Start of Material provided
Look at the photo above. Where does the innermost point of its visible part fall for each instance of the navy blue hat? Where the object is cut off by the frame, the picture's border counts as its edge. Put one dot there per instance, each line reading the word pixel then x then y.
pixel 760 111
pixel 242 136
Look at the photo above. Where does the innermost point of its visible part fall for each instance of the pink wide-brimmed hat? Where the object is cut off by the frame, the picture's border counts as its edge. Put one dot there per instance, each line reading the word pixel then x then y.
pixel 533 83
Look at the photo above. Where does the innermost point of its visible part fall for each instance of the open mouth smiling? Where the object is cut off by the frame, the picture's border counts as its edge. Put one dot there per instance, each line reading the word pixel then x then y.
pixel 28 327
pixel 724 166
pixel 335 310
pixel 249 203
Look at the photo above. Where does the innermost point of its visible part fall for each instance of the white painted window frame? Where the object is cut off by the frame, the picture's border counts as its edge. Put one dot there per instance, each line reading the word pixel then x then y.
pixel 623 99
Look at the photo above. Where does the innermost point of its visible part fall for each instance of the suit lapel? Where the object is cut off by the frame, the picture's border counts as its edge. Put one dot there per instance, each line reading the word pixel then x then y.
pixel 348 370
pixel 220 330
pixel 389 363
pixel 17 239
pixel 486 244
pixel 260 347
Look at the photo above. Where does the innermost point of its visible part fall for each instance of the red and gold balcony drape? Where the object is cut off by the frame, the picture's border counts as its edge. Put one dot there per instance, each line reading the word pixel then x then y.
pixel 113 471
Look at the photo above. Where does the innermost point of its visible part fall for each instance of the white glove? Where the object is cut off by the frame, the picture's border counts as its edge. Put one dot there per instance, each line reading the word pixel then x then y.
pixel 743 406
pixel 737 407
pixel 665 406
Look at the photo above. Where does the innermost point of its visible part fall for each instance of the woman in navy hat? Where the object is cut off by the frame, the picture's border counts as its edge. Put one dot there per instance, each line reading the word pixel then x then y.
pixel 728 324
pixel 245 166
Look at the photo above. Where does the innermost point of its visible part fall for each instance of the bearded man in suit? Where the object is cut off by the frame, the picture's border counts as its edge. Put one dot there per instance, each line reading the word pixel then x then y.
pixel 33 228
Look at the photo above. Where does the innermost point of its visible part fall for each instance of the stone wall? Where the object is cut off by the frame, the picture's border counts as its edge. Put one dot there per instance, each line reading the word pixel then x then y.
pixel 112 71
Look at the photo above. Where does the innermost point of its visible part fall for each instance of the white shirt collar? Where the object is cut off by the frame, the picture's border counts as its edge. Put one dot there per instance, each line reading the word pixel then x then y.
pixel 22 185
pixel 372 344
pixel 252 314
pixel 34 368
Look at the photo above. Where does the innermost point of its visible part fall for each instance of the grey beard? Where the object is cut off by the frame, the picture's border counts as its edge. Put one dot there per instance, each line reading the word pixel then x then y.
End of Material provided
** Problem requirements **
Please output the entries above, every line exactly as it reads.

** Response below **
Look at the photo above. Where does the innermost point of its visible part fall for each instance of the navy blue hat? Where the object is cut off by the frame, the picture's border counts as its edge. Put one dot there per instance, each line reading the word pixel then x then y.
pixel 760 111
pixel 242 136
Look at the photo above. Where does the innermost point of its visible part fall for each instance of the pink wide-brimmed hat? Where the object is cut off by the frame, the picture's border counts as its edge. Put one dot there per instance, each line reading the word pixel then x then y.
pixel 533 83
Look at the photo above. Where does the innermost point of its visible part fall for each instance of the open mouth smiling? Where the object is cut off by the frame, the picture's border counts as its edge. Put one dot there per instance, each line reading the word pixel then x then y.
pixel 28 327
pixel 724 166
pixel 335 310
pixel 249 203
Look at the photo above. Where does the innermost point of its visible part fall for each instance of the white painted window frame? Where the object is cut off by the frame, the picture's border counts as its edge. Put one dot there per instance, each line reading the word pixel then x then y.
pixel 623 99
Look at the photo above. Where does the innermost point of its visible part fall for each instance of the suit lapel? Where the object is cut off by the frame, the picture's border counts as its edge. Put one dot there per instance, each line reading the word pixel then x then y.
pixel 348 370
pixel 220 330
pixel 389 363
pixel 17 239
pixel 486 244
pixel 260 347
Look at the photo above. Where does the innermost point of its visible part fall for each instance of the red and gold balcony drape? Where the object is cut off by the frame, the picture's border counts as its edge. Put one dot there per instance, each line reading the word pixel then x then y.
pixel 113 471
Look at the photo above. Where does the innermost point of its visible part fall for each instance of the white glove? Where the object is cut off by the frame, the picture's border counts as its edge. Put one dot there per instance, each line reading the word pixel then x then y.
pixel 743 406
pixel 737 407
pixel 665 406
Look at the photo above. Where does the innermost point of its visible part fall for each instance of the woman in navy hat? Where the object is cut off by the frame, the picture's border counts as its edge. Put one dot there per instance, each line reading the word pixel then x then y.
pixel 728 324
pixel 245 166
Look at the photo above. Where does the innermost point of its visible part fall for each instance of the bearded man in suit? Where the object is cut off by the frame, the picture's border counts as its edge. Put one dot there per instance, each line reading the word pixel then x then y.
pixel 33 228
Look at the photo above. Where does the innermost point of its visible part fall for each instance of the stone wall? Where the object is cut off by the frame, the picture's border counts as its edge. Put one dot there per instance, each line reading the word pixel then x then y.
pixel 112 71
Look at the photo above. Where does the innermost point of its visible part fall for each instance of the white shirt collar? Where the object is cut off by the frame, the picture's border counts as its edge. Put one dot there per instance, each line reading the word pixel then x then y.
pixel 22 185
pixel 372 344
pixel 252 314
pixel 34 368
Look at the photo above. Where does the innermost point of its visible part fall for each instance of the grey beard? Where the object is cut off by the frame, the picture's border counts as its edge. Put one dot there per instance, each line reading the word pixel then x then y.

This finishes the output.